Text-to-region grounding data:
..............................

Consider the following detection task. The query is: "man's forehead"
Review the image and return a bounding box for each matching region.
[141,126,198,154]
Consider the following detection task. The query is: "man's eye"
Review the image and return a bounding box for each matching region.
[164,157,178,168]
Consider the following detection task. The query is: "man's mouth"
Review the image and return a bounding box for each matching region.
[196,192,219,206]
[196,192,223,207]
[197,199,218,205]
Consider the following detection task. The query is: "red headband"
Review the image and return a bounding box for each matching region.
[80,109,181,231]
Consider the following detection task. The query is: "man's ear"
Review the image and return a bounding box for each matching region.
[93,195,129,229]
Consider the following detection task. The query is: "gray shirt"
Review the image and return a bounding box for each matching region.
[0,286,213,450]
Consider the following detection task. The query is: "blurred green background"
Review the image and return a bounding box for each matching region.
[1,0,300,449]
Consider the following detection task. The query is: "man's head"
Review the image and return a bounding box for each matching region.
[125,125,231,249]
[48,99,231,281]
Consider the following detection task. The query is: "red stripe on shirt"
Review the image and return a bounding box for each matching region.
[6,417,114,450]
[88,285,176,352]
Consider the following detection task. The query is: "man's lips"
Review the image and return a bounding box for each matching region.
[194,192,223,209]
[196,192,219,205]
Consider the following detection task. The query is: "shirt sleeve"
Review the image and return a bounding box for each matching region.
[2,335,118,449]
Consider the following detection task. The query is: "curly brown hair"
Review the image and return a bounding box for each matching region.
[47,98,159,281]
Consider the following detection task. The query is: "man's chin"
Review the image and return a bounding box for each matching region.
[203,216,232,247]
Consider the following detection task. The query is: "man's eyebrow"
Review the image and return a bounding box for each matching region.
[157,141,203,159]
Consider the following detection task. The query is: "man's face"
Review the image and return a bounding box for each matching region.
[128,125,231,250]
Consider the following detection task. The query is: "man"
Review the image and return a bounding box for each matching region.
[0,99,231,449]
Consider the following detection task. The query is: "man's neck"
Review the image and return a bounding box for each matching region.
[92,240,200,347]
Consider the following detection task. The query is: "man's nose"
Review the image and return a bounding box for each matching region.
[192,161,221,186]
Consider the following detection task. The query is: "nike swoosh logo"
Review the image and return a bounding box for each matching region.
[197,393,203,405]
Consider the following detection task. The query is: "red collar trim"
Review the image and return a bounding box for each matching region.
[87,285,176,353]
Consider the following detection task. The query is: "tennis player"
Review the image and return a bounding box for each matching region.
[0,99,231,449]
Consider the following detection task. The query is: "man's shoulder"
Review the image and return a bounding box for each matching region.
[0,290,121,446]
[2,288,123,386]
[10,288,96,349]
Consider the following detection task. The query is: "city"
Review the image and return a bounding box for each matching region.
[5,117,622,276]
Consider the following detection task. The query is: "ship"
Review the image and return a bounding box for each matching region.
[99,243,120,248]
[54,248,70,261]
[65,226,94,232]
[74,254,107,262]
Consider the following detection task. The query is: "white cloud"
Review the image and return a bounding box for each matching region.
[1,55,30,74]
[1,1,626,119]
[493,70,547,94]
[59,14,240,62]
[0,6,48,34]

..............................

▶ **Exercise directions**
Set down every record above exactly as written.

▶ **Solved problem**
Consider the following detection task. The query is: "man's forehead"
Review the image and return a bounding box for each matching region.
[141,126,198,154]
Consider the following detection task. The query is: "man's eye"
Review the image and return a bounding box for each matching region.
[164,157,178,168]
Consider the following detection task. The query is: "man's mouth"
Review the image and return a bounding box for each matching region.
[196,192,219,206]
[196,192,223,207]
[197,199,218,205]
Consider the following detection task. The query is: "red headband"
Review the image and return a bounding box for each matching region.
[80,109,181,231]
Consider the following detection task. The query is: "man's ear"
Review the image and return a bounding box for each matching region.
[93,195,129,229]
Consider the following detection task. The query is: "gray shirt"
Review the image and return a bounding box for each matching region.
[0,286,213,450]
Consider the following detection task. The query is: "blurred green background"
Review the image and return a bounding box for each matching region.
[1,0,300,449]
Consider the following detection task. The query is: "man's head"
Review the image and return a bounding box for each matching region.
[125,125,231,249]
[48,99,231,281]
Consider the following detection task. The query is: "red stripe on shirt"
Review the image and return a bounding box for each matching region.
[6,417,114,450]
[88,285,176,352]
Consider the following detection task. The query is: "man's lips"
Review the image and return a bounding box for each matching region.
[194,192,223,209]
[196,192,219,205]
Consider the following detection task. The query is: "shirt sleeve"
Review the image and return a bounding box for each matching region.
[2,335,118,449]
Consider the following detection task. The query is: "curly brown hair"
Review the image and return a bounding box for each matching region.
[47,98,159,281]
Consider the following detection task. The query is: "man's chin"
Review the image and return a bounding box for each matching region.
[203,216,232,247]
Consider the following detection task. The query is: "man's eyebrow"
Review the image and return a bounding box for each matching region.
[157,141,203,159]
Consider the following detection task. The query is: "man's face"
Review the image and return a bounding box for each matching region.
[128,125,231,250]
Consider the following detection task. The query is: "man"
Review the image and return a bounding box for each matching region.
[0,99,231,449]
Consider the following detection task. The query is: "man's neck"
Review the image and return a bounding box for each matching region.
[92,240,200,347]
Consider the following detection task. The query is: "man's nose"
Review the image and return a bounding box for each matching region.
[192,161,221,186]
Consider the following detection task. The query is: "nike swoosh logo"
Review the image and return a bounding box for each matching region.
[197,393,203,405]
Consider the following detection task. The query is: "red collar trim"
Review the image and return a bounding box for each matching region.
[87,285,176,353]
Consider the following detection task. The query is: "tennis player"
Review the image and return a bounding box for each matching region.
[0,99,231,449]
Consider the following detection task. The query is: "man's shoulder"
Review the image and return a bounding box for each matching region.
[0,290,121,446]
[2,288,123,386]
[10,288,96,349]
Consider the following detection task. The query is: "city"
Review the image and return a bounding box for each matching region.
[5,117,622,276]
Consider the following detection task. The query is: "ship"
Review the image and return a bounding box for each matching region.
[99,243,120,248]
[54,248,70,261]
[65,226,94,232]
[74,254,107,262]
Consider the following detection task. The query is: "white cloud"
Review the image and return a bounding box for each matching region.
[1,55,30,74]
[1,1,626,119]
[493,70,547,94]
[59,14,240,62]
[0,6,48,34]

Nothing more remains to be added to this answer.